*Passage shown*.
—————

Recently several people had shared their combinator-based computers, now it is my turn:)
The main goal was to create easily-extendeble CPU (probably with multithreading, but i am still working on this) with hig-performance and very flexible to adding/removing/changing its functionality.
Stage 0: "The beginning"
This setup contains only vital things of any CPU: IP (instruction pointer) with increment, several registers, ROM memory (2 cell) and 2 instructions, *RAM memory is not vital for computer.
On this simple CPU we've already can write simple program, lets do it.
Our program will be very small and simple because our CPU is almost useless.
Code: Select all
start:
r0 = r0 + 1
jmp start
At this moment I don't know all purposes for this CPU, but I am going to show how to use it by yourself.
Each peripheral devices requires its own system command to communicate with this device.
If you will be able to write your own command than you will be able to use any devices you want.

—————

*Short problem 1*.
Can you give only the part of the listing starting with the line with "Challenge: find every instance of blue" and going on through the line with "[179, 164, 233, 252]", both included, shifting every bounding-box coordinate in its answers by -130 and leaving the other lines unchanged?

*Provided records*.
—————

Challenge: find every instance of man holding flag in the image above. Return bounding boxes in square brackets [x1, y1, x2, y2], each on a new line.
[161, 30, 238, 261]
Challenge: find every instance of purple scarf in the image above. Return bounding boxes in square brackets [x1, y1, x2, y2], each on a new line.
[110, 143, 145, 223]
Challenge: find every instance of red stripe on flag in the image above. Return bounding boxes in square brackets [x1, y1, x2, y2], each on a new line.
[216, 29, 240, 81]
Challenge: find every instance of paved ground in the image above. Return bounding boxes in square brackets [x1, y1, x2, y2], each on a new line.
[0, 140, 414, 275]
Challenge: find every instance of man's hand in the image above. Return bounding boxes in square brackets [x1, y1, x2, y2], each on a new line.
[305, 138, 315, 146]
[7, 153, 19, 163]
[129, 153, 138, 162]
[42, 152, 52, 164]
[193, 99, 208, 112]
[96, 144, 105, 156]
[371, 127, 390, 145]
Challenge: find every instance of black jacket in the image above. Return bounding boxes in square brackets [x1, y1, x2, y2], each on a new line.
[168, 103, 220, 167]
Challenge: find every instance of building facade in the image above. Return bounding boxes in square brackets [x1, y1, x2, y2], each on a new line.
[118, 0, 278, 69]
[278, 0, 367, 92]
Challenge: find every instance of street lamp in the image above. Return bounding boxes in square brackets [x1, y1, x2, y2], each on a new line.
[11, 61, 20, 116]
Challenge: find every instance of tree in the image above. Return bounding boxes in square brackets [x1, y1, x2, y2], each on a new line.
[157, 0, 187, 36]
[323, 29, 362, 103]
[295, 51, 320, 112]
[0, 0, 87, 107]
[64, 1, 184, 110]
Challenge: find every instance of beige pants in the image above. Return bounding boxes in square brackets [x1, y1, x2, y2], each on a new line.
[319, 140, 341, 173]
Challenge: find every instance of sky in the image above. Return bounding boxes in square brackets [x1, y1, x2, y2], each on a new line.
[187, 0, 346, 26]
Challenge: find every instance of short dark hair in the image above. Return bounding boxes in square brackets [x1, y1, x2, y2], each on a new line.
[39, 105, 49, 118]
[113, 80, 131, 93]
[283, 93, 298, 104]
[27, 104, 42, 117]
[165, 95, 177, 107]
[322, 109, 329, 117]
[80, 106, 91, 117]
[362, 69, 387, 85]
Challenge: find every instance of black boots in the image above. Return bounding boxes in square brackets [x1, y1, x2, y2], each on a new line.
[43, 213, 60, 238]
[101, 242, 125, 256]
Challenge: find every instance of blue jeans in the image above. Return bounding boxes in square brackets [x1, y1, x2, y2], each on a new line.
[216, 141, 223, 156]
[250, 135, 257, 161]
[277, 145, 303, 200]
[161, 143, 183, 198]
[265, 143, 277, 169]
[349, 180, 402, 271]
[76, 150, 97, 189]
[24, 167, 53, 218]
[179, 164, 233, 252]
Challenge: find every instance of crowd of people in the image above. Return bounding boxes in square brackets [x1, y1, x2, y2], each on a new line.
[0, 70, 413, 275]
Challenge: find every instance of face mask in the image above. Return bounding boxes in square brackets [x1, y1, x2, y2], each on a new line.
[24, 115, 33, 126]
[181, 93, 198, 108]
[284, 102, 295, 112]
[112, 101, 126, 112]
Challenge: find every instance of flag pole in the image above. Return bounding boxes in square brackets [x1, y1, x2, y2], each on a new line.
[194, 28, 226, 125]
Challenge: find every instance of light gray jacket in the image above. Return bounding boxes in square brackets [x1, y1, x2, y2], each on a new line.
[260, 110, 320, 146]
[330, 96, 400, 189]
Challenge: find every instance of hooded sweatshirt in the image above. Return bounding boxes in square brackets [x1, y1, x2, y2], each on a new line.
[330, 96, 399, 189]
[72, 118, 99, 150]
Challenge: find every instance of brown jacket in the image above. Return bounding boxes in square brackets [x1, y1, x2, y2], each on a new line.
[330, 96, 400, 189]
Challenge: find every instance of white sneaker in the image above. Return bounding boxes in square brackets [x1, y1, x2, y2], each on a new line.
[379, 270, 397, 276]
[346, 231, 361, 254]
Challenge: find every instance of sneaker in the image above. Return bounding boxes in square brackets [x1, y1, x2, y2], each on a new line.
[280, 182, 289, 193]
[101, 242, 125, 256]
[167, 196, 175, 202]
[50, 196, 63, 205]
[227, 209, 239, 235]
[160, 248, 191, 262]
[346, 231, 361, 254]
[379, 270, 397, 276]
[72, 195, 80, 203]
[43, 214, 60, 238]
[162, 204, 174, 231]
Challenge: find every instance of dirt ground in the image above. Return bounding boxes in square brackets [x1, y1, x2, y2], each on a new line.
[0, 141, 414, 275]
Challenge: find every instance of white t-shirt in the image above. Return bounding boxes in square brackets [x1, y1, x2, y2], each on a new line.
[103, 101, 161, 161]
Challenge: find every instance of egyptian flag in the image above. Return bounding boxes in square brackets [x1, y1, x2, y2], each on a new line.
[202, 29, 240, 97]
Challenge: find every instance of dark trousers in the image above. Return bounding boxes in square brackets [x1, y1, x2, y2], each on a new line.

—————

*Short problem 2*.
Could you set down the forum post about the combinator-based CPU again, word for word?

*Full answer 1*.
Challenge: find every instance of blue jeans in the image above. Return bounding boxes in square brackets [x1, y1, x2, y2], each on a new line.
[86, 11, 93, 26]
[120, 5, 127, 31]
[147, 15, 173, 70]
[31, 13, 53, 68]
[135, 13, 147, 39]
[219, 50, 272, 141]
[-54, 20, -33, 59]
[-106, 37, -77, 88]
[49, 34, 103, 122]

*Full answer 2*.
Recently several people had shared their combinator-based computers, now it is my turn:)
The main goal was to create easily-extendeble CPU (probably with multithreading, but i am still working on this) with hig-performance and very flexible to adding/removing/changing its functionality.
Stage 0: "The beginning"
This setup contains only vital things of any CPU: IP (instruction pointer) with increment, several registers, ROM memory (2 cell) and 2 instructions, *RAM memory is not vital for computer.
On this simple CPU we've already can write simple program, lets do it.
Our program will be very small and simple because our CPU is almost useless.
Code: Select all
start:
r0 = r0 + 1
jmp start
At this moment I don't know all purposes for this CPU, but I am going to show how to use it by yourself.
Each peripheral devices requires its own system command to communicate with this device.
If you will be able to write your own command than you will be able to use any devices you want.